**Exercise description**
Reproduce the entire listing below, keeping every line character for character the same.

─── Records to use

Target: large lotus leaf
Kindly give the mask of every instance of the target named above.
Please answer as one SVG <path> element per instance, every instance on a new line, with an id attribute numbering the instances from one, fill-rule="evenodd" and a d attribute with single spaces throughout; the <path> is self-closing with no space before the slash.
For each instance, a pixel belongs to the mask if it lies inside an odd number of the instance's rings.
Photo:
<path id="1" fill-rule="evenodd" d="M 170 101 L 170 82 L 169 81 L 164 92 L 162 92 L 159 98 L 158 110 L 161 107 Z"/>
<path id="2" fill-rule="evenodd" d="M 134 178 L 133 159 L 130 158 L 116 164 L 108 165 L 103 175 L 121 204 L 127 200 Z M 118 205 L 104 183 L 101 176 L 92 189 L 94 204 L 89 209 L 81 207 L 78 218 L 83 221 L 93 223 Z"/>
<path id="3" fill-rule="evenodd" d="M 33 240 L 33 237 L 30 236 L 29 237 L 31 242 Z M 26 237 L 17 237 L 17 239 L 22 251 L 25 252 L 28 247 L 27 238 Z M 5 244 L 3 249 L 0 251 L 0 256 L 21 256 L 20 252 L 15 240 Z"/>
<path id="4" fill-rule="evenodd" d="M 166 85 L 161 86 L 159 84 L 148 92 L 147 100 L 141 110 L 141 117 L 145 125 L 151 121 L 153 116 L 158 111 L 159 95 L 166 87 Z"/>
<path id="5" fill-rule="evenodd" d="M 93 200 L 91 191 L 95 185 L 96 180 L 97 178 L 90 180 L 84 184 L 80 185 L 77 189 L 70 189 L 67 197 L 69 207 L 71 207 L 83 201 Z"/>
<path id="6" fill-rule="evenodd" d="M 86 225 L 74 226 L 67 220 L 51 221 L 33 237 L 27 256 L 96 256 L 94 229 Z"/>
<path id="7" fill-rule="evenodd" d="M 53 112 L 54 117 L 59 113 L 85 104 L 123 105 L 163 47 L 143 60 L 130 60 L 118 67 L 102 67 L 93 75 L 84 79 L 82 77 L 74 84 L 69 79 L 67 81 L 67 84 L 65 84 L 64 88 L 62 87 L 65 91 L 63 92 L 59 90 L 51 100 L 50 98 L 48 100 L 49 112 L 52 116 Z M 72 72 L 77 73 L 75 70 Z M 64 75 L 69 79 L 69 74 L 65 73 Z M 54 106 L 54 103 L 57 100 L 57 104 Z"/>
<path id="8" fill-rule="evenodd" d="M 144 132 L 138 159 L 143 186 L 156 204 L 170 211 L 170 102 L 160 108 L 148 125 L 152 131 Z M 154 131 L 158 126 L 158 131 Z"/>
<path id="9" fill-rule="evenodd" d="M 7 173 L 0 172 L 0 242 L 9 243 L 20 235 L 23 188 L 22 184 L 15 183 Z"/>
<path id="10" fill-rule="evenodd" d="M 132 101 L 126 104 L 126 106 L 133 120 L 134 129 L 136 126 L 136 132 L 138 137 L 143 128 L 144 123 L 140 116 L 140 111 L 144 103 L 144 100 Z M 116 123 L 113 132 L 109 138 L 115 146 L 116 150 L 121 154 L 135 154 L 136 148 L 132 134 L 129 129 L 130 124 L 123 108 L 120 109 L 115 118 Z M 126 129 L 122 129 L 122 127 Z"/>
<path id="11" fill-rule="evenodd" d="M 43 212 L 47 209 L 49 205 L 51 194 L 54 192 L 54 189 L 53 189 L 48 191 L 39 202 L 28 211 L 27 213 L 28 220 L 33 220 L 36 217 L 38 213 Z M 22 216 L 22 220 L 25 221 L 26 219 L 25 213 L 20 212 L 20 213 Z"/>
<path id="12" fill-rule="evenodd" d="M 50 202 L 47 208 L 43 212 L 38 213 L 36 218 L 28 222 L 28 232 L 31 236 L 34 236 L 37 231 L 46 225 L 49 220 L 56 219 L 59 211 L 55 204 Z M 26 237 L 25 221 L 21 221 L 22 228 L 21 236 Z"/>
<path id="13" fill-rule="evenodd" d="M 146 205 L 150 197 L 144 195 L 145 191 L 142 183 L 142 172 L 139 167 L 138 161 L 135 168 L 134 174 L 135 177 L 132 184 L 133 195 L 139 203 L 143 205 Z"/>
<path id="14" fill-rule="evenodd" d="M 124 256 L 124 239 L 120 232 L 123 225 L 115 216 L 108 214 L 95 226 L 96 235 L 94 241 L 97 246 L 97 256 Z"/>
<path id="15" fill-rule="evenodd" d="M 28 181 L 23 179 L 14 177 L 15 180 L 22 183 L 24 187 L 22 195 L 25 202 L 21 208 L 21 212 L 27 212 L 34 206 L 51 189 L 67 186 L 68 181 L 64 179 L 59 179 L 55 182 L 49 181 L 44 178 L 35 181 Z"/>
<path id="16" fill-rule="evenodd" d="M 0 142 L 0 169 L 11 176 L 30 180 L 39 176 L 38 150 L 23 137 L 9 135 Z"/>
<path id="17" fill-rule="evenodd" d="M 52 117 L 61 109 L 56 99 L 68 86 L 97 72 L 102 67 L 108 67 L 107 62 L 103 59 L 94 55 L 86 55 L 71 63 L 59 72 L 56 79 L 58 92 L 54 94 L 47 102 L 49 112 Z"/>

──────

**Written reply**
Target: large lotus leaf
Kindly give the mask of every instance of the target named above.
Please answer as one SVG <path> element per instance, every instance on a new line, with an id attribute numbering the instances from one, fill-rule="evenodd" and a d attribute with single spaces throughout; the <path> is self-closing with no space before the slash.
For each instance, a pixel belongs to the mask if it lies inside an odd number of the instance's rings.
Photo:
<path id="1" fill-rule="evenodd" d="M 170 101 L 170 82 L 169 81 L 164 92 L 162 92 L 159 98 L 158 110 L 161 107 Z"/>
<path id="2" fill-rule="evenodd" d="M 134 178 L 133 159 L 130 158 L 116 164 L 108 165 L 103 175 L 121 204 L 127 200 Z M 118 205 L 104 183 L 101 176 L 92 189 L 94 204 L 89 209 L 81 207 L 78 218 L 83 221 L 93 223 Z"/>
<path id="3" fill-rule="evenodd" d="M 33 240 L 33 237 L 30 236 L 29 237 L 31 242 Z M 26 237 L 17 237 L 17 239 L 22 251 L 25 252 L 28 247 L 27 238 Z M 5 244 L 3 249 L 0 251 L 0 256 L 21 256 L 20 252 L 15 240 Z"/>
<path id="4" fill-rule="evenodd" d="M 166 85 L 161 86 L 159 84 L 148 92 L 147 100 L 141 110 L 141 117 L 145 125 L 151 121 L 153 116 L 158 111 L 159 95 L 166 87 Z"/>
<path id="5" fill-rule="evenodd" d="M 93 200 L 91 191 L 95 185 L 96 180 L 97 178 L 90 180 L 84 184 L 80 185 L 77 189 L 70 189 L 67 197 L 69 207 L 71 207 L 83 201 Z"/>
<path id="6" fill-rule="evenodd" d="M 86 225 L 74 226 L 67 220 L 51 221 L 33 237 L 27 256 L 96 256 L 94 229 Z"/>
<path id="7" fill-rule="evenodd" d="M 53 112 L 54 117 L 59 113 L 85 104 L 123 105 L 163 47 L 143 60 L 130 60 L 118 67 L 102 67 L 93 75 L 84 79 L 82 77 L 74 84 L 69 79 L 67 81 L 67 84 L 65 84 L 64 88 L 62 87 L 65 91 L 63 92 L 59 90 L 51 100 L 50 98 L 48 100 L 49 112 L 52 116 Z M 72 72 L 77 73 L 75 70 Z M 64 75 L 69 79 L 69 74 L 65 73 Z M 54 106 L 54 103 L 57 100 L 57 104 Z"/>
<path id="8" fill-rule="evenodd" d="M 144 132 L 138 159 L 143 186 L 156 204 L 170 211 L 170 102 L 160 108 L 148 125 L 152 131 Z M 154 131 L 158 126 L 158 131 Z"/>
<path id="9" fill-rule="evenodd" d="M 7 173 L 0 172 L 0 242 L 9 243 L 20 235 L 23 188 L 22 184 L 15 183 Z"/>
<path id="10" fill-rule="evenodd" d="M 132 101 L 126 104 L 126 106 L 133 120 L 134 129 L 136 126 L 136 132 L 138 137 L 143 128 L 144 123 L 140 116 L 140 111 L 144 103 L 144 100 Z M 116 123 L 113 132 L 109 138 L 115 146 L 116 150 L 121 154 L 135 154 L 136 148 L 132 134 L 129 129 L 130 124 L 123 108 L 120 109 L 115 118 Z M 126 129 L 122 129 L 122 127 Z"/>
<path id="11" fill-rule="evenodd" d="M 43 212 L 47 209 L 49 205 L 51 194 L 54 192 L 54 189 L 53 189 L 48 191 L 39 202 L 28 211 L 27 213 L 28 220 L 33 220 L 36 217 L 38 213 Z M 22 216 L 22 220 L 25 221 L 26 219 L 25 213 L 20 212 L 20 213 Z"/>
<path id="12" fill-rule="evenodd" d="M 50 202 L 47 208 L 43 212 L 38 213 L 36 218 L 28 222 L 28 232 L 31 236 L 34 236 L 37 231 L 46 225 L 49 220 L 56 219 L 59 211 L 55 204 Z M 26 237 L 25 221 L 21 221 L 22 228 L 21 236 Z"/>
<path id="13" fill-rule="evenodd" d="M 146 205 L 150 197 L 144 195 L 145 191 L 142 183 L 142 172 L 139 167 L 138 161 L 135 168 L 134 174 L 135 177 L 132 184 L 133 195 L 139 203 L 143 205 Z"/>
<path id="14" fill-rule="evenodd" d="M 124 256 L 124 239 L 120 232 L 123 225 L 115 216 L 108 214 L 95 226 L 96 235 L 94 241 L 97 246 L 97 256 Z"/>
<path id="15" fill-rule="evenodd" d="M 28 181 L 23 179 L 14 177 L 15 180 L 22 183 L 24 187 L 22 195 L 25 202 L 21 208 L 21 212 L 27 212 L 34 206 L 51 189 L 67 186 L 68 181 L 64 179 L 59 179 L 55 182 L 49 181 L 44 178 L 35 181 Z"/>
<path id="16" fill-rule="evenodd" d="M 0 142 L 0 169 L 11 176 L 30 180 L 39 176 L 38 150 L 23 137 L 9 135 Z"/>
<path id="17" fill-rule="evenodd" d="M 52 117 L 61 109 L 56 99 L 68 86 L 97 72 L 102 67 L 108 67 L 107 62 L 103 59 L 94 55 L 86 55 L 71 63 L 59 72 L 56 79 L 58 92 L 54 94 L 47 102 L 49 112 Z"/>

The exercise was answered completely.